Your task ::
Copy the following records word for word, with every line in its original order.

Data rows ::

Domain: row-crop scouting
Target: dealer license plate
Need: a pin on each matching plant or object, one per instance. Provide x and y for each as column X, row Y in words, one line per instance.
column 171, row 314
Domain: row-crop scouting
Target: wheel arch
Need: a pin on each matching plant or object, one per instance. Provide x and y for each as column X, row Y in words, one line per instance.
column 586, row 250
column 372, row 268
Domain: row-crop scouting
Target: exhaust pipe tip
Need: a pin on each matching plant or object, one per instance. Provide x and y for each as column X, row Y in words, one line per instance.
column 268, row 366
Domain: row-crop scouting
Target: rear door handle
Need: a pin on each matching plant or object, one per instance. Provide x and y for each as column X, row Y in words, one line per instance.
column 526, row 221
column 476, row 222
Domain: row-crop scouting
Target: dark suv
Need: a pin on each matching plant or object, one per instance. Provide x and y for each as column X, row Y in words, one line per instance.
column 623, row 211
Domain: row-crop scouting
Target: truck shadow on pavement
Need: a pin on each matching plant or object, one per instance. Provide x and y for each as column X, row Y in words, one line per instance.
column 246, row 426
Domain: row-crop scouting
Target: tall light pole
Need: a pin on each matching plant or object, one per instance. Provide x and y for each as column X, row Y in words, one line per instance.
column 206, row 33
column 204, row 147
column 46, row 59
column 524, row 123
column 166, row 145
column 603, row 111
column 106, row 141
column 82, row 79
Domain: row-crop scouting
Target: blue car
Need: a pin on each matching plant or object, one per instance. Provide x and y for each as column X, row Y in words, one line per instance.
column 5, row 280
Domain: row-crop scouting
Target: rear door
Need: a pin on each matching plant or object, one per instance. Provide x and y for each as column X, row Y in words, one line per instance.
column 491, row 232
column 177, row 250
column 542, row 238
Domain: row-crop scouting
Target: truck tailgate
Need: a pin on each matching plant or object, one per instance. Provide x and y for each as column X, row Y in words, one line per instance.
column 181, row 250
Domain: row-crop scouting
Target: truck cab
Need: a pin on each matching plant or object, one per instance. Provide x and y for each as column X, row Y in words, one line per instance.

Final result ::
Domain: row-crop scouting
Target: dealer license plate
Need: a pin on each matching plant or object, one per instance. Provide x and y for each as column X, row Y in words, one line per instance.
column 171, row 314
Domain: row-crop scouting
Target: wheel arch
Need: a pin on each matching plant or object, one per instance. Provide x and y for each as column X, row Y in words, one line per instance.
column 586, row 250
column 372, row 268
Domain: row-crop scouting
Target: exhaust pipe tip
Need: a pin on each matching plant or object, one per instance. Provide x and y for each as column X, row Y in words, one line per instance.
column 268, row 366
Domain: row-crop scouting
Target: rear door handle
Need: a pin on each matching plant or object, one per instance. Provide x and y for each as column X, row Y in words, one line per instance.
column 526, row 221
column 476, row 222
Domain: row-crop scouting
Target: dark suv
Need: a pin on each matching plant or object, one per instance. Provide x and y for each as column X, row Y in words, one line per instance.
column 623, row 211
Domain: row-crop scouting
Target: truck shadow on pavement
Need: a pin on each matching plant or object, one per instance. Provide x and y for each as column X, row Y in words, one line per instance.
column 246, row 426
Domain: row-crop scouting
Target: tall light pole
Need: a pin on each matching plant or object, one per instance. Provide x and y for each as column X, row Y in words, one line per instance.
column 206, row 33
column 204, row 147
column 46, row 59
column 524, row 123
column 166, row 145
column 603, row 111
column 106, row 141
column 82, row 79
Domain: row-crop scouting
Target: blue car
Need: a pin on each matching plant or object, one per instance. Provide x and y for each as column X, row Y in words, one line per instance.
column 5, row 280
Domain: row-crop scouting
Target: rear door
Need: a pin on each matching plant or object, one per instance. Provide x and y for each as column X, row Y in words, one line per instance.
column 491, row 232
column 177, row 250
column 542, row 238
Domain: row-crop scouting
Target: truck tailgate
Need: a pin on each matching plant or object, one per instance. Provide x and y for each as column X, row Y in words, one line per instance.
column 181, row 250
Domain: row-crop scouting
Target: truck cab
Need: a pin on each matching plant or object, one per instance. Provide x and y for each as column X, row Y in words, one line per instance.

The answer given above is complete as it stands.